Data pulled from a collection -
□ □ □
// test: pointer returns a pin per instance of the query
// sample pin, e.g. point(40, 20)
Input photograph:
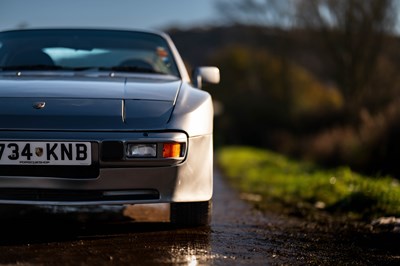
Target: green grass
point(277, 178)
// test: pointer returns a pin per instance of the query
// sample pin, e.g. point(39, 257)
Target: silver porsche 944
point(90, 117)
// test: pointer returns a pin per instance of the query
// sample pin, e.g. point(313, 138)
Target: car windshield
point(80, 50)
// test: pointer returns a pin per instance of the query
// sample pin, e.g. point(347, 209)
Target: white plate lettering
point(45, 153)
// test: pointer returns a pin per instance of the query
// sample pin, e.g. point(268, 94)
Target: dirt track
point(139, 235)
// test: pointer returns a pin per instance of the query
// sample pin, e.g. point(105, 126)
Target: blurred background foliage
point(314, 79)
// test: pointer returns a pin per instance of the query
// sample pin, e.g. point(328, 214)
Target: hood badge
point(39, 105)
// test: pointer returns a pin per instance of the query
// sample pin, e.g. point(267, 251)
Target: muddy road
point(141, 235)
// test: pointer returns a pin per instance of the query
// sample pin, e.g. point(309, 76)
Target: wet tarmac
point(142, 235)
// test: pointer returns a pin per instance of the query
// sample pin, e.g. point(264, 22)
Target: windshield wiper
point(31, 67)
point(134, 69)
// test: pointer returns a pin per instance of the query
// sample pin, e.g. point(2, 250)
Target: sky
point(127, 14)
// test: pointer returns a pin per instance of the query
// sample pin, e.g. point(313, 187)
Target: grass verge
point(275, 178)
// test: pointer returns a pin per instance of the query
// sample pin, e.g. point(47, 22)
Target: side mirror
point(202, 75)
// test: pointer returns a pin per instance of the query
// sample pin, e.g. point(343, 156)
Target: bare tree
point(353, 31)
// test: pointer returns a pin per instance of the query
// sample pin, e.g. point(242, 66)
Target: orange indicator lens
point(172, 150)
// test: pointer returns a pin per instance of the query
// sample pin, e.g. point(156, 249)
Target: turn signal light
point(171, 150)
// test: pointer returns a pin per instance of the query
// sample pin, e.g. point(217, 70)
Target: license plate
point(45, 153)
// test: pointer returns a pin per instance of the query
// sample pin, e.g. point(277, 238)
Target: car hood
point(86, 104)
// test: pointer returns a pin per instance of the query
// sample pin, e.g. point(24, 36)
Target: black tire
point(191, 213)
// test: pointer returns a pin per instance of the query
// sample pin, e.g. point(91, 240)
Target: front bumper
point(120, 182)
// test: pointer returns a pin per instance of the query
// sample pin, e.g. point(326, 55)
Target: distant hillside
point(198, 45)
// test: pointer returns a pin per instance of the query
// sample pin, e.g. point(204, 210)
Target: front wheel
point(191, 213)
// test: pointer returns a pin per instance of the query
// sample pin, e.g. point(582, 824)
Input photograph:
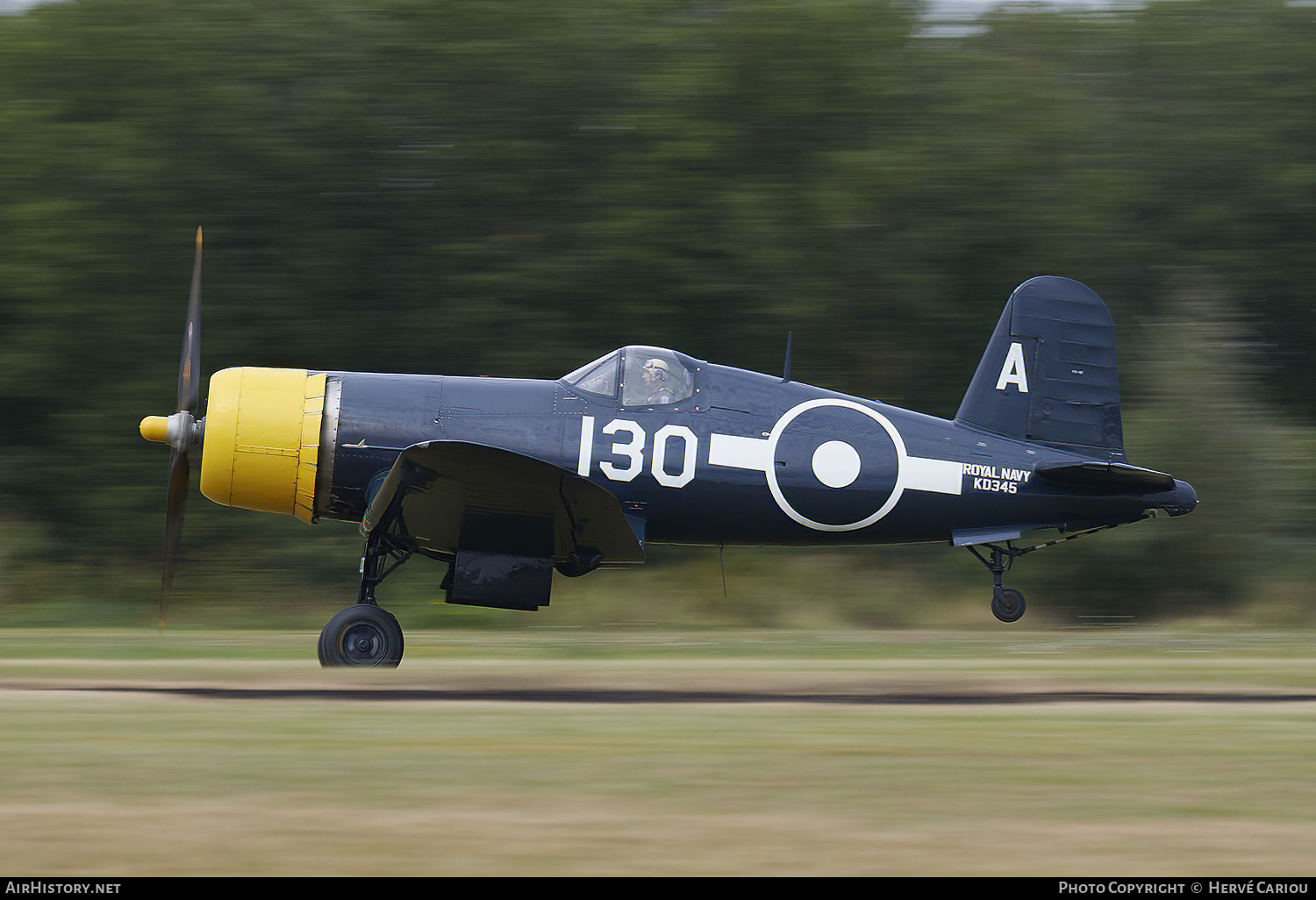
□ □ □
TO BE DONE - Return each line of the material above that contains the word "windshield". Case counts.

CORRECT RESPONSE -
Target: car windshield
Target: windshield wiper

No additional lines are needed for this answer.